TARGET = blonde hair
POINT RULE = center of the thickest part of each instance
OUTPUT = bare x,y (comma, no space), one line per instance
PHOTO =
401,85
---*---
Reproduce every line of the items above verbatim.

TARGET = blonde hair
POINT RULE = center of the thickest part of each instance
OUTPUT = bare x,y (comma, no space), one line per instance
PHOTO =
401,85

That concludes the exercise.